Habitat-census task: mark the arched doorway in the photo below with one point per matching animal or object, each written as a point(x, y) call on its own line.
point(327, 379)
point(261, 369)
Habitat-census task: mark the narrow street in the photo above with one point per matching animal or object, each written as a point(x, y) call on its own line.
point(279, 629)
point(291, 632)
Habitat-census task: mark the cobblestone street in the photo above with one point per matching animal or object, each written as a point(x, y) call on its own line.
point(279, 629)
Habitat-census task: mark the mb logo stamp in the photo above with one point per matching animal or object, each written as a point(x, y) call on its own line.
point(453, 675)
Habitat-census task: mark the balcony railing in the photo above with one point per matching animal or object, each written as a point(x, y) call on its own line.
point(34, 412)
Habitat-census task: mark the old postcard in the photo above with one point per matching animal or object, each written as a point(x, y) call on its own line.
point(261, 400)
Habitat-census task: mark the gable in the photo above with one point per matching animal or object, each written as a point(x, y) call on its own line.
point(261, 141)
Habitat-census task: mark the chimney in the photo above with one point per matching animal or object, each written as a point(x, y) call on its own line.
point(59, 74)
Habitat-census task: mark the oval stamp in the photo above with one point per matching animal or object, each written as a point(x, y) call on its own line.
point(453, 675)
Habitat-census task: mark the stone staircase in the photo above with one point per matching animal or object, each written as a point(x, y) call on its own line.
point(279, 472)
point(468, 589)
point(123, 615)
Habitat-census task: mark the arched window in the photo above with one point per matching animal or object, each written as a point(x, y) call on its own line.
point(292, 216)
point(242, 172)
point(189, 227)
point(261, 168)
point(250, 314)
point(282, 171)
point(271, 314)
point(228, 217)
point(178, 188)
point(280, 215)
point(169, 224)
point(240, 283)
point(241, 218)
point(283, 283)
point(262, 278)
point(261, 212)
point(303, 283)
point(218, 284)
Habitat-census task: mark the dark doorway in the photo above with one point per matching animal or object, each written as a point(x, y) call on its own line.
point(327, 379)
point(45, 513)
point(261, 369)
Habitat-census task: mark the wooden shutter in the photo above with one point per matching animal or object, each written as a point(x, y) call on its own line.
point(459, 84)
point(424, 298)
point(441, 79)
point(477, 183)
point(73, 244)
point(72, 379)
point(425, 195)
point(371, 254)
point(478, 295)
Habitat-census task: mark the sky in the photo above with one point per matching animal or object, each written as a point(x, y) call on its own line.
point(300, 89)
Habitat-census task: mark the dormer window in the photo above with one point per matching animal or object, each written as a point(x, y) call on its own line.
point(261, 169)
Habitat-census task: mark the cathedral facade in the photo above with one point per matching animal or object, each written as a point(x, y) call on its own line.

_ _ _ _ _

• Exercise directions:
Could you render the items above as a Markdown table with two columns, Row and Line, numbering each line in order and leaving out any blank lines?

• Response to the task:
| Row | Line |
|---|---|
| 1 | Habitat-census task: mark the arched doorway in the photo below with one point per matching animal or object, each written as a point(x, y) call on its own line. |
| 2 | point(327, 379) |
| 3 | point(261, 369) |
| 4 | Habitat-census task: mark the narrow street in the photo above with one point per matching animal or object, each written as a point(x, y) call on its own line. |
| 5 | point(279, 629) |
| 6 | point(291, 632) |
| 7 | Habitat-census task: mark the cobblestone street in the photo above with one point per matching animal or object, each written as a point(x, y) call on its own line. |
| 8 | point(279, 629) |
| 9 | Habitat-census task: mark the mb logo stamp in the photo above with one point per matching animal or object, each written as a point(x, y) call on its own line. |
| 10 | point(453, 675) |
| 11 | Habitat-census task: mark the balcony railing in the photo above with one point per matching animal or object, each written as a point(x, y) call on its own line. |
| 12 | point(34, 412) |
| 13 | Habitat-census task: mark the old postcard in the photo above with one point per matching animal or object, each written as a point(x, y) call on its own line. |
| 14 | point(261, 400) |
| 15 | Habitat-census task: mark the gable in the photo above with one point per matching animal or object, each written as a point(x, y) call on its own line. |
| 16 | point(261, 141) |
| 17 | Habitat-census task: mark the chimney in the photo above with one point per matching animal or object, each written as a point(x, y) call on its own line. |
| 18 | point(59, 74) |
| 19 | Habitat-census task: mark the oval stamp in the photo above with one point per matching animal or object, each written as a point(x, y) call on its own line. |
| 20 | point(453, 675) |
| 21 | Habitat-census task: mark the stone staircase in the photo above with one point per matching animal or object, each written as a point(x, y) call on its own line. |
| 22 | point(279, 472) |
| 23 | point(468, 589) |
| 24 | point(123, 615) |
| 25 | Habitat-census task: mark the arched window in the photo above with one point per matching animal or object, each written as a point(x, y) call on its own line. |
| 26 | point(292, 216) |
| 27 | point(242, 172) |
| 28 | point(189, 227) |
| 29 | point(261, 168) |
| 30 | point(250, 314) |
| 31 | point(282, 171) |
| 32 | point(271, 314) |
| 33 | point(228, 217) |
| 34 | point(178, 188) |
| 35 | point(280, 215) |
| 36 | point(169, 224) |
| 37 | point(240, 283) |
| 38 | point(241, 218) |
| 39 | point(283, 283) |
| 40 | point(262, 278) |
| 41 | point(261, 212) |
| 42 | point(303, 283) |
| 43 | point(218, 284) |
| 44 | Habitat-census task: mark the dark doorway in the photo above with one point per matching animal or object, each written as a point(x, y) call on its own line. |
| 45 | point(327, 379) |
| 46 | point(45, 513) |
| 47 | point(261, 369) |
| 48 | Habitat-census task: mark the wooden shutter in the photo above with one point per matching animal or object, each written as a point(x, y) call on its own line. |
| 49 | point(459, 84) |
| 50 | point(424, 298) |
| 51 | point(441, 79) |
| 52 | point(477, 183) |
| 53 | point(73, 244) |
| 54 | point(72, 379) |
| 55 | point(425, 195) |
| 56 | point(371, 254) |
| 57 | point(478, 295) |
| 58 | Habitat-census task: mark the sky in the photo above with one point per matching animal or object, each written as a point(x, y) call on its own line. |
| 59 | point(300, 89) |
| 60 | Habitat-census task: mark the dormer window in the photo above with one point per matching animal or object, each written as a point(x, y) call on its own line. |
| 61 | point(261, 169) |
| 62 | Habitat-census task: mark the cathedral facade in the photo above with one point per matching animal or object, each written as a point(x, y) call on its own line. |